● Entries from a set of point annotations:
☆ ☆ ☆

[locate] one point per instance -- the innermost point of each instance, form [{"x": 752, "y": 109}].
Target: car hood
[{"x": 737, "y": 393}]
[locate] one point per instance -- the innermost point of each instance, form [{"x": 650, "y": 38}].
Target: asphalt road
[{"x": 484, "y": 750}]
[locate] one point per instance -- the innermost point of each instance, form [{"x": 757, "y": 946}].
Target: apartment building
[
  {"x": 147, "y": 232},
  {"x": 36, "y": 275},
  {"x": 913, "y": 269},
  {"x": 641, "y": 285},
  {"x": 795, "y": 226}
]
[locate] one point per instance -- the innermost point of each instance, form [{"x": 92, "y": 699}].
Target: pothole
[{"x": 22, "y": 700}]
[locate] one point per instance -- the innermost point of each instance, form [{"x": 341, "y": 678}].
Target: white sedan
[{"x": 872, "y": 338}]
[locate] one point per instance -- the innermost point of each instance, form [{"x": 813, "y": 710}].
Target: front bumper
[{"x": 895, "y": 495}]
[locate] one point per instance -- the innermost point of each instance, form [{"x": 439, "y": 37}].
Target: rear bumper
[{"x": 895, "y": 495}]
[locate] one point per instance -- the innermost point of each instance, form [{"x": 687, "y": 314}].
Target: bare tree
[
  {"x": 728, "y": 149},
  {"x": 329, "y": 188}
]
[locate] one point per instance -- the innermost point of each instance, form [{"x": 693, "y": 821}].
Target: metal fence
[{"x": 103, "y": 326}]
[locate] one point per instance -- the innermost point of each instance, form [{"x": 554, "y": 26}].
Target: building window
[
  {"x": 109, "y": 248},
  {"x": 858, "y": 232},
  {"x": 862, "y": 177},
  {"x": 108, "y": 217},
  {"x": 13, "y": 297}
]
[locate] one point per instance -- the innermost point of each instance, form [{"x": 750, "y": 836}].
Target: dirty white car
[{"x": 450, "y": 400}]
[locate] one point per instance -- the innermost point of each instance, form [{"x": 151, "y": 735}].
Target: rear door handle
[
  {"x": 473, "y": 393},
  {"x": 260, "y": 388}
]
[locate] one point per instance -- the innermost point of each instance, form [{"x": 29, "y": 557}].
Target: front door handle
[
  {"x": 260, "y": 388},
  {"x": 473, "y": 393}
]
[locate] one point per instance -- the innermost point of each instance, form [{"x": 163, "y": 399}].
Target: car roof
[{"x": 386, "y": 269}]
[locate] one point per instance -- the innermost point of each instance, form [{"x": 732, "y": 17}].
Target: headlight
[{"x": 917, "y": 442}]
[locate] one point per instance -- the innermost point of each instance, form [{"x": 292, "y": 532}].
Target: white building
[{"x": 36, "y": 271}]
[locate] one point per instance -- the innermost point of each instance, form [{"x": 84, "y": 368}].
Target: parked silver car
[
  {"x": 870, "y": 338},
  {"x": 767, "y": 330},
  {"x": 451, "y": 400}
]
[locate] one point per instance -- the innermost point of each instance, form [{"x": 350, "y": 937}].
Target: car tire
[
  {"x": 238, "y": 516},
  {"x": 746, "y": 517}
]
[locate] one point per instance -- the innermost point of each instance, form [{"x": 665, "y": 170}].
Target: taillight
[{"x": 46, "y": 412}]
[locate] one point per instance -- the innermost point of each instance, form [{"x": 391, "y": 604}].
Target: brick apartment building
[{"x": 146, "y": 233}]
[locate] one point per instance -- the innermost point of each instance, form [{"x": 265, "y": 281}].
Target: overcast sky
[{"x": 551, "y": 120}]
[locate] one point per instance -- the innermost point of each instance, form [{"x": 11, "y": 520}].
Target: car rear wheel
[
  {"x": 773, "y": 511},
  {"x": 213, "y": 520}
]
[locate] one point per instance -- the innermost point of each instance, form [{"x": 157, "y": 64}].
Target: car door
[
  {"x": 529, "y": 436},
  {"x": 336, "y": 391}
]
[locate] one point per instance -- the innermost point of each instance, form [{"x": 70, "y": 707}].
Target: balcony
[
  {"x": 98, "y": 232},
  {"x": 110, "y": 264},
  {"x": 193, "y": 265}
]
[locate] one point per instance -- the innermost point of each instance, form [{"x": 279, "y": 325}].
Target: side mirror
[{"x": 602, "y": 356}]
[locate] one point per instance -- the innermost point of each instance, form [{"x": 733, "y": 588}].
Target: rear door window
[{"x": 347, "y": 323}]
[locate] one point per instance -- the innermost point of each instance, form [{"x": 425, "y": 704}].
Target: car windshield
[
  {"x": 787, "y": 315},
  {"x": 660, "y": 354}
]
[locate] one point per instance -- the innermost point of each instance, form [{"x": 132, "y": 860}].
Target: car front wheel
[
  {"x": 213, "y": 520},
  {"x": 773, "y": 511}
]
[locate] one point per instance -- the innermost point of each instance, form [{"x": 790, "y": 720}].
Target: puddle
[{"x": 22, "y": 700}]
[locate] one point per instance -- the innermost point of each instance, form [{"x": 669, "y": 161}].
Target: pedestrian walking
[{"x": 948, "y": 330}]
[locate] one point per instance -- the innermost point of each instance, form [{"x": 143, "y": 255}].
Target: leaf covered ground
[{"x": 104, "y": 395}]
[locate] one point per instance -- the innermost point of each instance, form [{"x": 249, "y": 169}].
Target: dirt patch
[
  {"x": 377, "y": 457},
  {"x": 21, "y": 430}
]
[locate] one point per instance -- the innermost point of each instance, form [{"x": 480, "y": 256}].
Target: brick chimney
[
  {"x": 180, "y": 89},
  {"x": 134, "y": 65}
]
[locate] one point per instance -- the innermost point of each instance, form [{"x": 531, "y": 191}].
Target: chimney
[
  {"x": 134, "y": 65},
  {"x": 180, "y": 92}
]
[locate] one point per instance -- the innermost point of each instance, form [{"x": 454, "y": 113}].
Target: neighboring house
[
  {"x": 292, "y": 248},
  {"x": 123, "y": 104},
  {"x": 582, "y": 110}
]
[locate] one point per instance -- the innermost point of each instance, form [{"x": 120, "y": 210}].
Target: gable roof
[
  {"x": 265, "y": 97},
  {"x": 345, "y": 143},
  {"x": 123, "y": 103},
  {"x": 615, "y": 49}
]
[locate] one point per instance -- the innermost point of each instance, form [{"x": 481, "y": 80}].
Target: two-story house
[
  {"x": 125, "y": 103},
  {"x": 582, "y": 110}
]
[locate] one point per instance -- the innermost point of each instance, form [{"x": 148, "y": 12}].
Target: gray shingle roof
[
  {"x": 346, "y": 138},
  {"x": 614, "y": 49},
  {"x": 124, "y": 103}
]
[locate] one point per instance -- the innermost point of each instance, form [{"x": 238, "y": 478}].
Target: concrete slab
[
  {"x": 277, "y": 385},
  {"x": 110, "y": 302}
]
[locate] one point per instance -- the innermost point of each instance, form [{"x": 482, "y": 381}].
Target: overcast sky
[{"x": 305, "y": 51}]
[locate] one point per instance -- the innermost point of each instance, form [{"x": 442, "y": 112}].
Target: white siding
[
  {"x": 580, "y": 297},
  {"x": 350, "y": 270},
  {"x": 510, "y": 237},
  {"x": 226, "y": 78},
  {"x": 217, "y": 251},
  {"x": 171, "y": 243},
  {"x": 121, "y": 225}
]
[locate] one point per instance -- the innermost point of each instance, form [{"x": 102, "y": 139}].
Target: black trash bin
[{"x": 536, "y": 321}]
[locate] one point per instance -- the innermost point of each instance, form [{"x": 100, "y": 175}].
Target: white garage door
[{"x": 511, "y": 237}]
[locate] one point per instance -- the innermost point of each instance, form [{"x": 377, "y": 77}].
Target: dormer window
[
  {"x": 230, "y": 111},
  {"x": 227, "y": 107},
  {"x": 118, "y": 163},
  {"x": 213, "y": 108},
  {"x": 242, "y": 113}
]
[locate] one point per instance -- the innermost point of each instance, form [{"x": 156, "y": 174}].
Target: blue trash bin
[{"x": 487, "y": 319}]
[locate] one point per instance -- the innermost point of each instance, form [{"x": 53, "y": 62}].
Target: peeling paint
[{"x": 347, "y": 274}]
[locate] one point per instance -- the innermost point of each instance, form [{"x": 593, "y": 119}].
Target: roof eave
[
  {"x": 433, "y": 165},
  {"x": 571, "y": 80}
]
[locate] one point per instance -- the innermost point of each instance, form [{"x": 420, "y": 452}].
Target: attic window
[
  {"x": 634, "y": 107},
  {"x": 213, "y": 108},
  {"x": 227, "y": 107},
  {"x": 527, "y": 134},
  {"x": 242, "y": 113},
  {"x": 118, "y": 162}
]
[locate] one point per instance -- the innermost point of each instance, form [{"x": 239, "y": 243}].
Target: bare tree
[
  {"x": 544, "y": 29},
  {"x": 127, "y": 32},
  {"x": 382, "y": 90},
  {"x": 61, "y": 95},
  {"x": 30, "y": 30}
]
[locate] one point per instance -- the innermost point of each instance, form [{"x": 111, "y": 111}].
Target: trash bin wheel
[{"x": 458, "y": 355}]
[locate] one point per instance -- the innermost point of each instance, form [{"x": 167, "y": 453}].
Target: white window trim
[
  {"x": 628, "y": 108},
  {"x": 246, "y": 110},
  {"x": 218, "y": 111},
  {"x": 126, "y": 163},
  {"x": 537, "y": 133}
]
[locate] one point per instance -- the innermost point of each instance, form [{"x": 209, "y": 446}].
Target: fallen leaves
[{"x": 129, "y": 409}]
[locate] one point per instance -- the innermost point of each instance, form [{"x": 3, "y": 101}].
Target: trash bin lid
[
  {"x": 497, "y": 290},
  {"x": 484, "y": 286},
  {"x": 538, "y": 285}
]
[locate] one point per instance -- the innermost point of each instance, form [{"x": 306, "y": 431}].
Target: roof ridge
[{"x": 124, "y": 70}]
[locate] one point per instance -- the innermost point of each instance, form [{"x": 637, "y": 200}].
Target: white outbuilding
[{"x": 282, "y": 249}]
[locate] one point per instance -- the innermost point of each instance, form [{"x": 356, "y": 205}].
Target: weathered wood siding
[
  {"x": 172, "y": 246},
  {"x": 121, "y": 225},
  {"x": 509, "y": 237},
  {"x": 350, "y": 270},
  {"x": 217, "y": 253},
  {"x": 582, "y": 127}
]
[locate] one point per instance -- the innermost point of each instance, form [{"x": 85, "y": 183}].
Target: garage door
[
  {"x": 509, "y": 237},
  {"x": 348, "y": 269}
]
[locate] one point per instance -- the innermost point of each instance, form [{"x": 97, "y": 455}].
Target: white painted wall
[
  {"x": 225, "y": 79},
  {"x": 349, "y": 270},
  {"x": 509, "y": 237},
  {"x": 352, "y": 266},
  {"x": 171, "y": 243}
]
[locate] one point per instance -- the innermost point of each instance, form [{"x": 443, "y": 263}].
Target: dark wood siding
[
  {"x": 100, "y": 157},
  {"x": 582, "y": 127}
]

☆ ☆ ☆

Please find every line in the listing above that contains the word "brick" and copy each one. Only matches in the same case count.

● CORRECT RESPONSE:
Target: brick apartment building
Target: brick chimney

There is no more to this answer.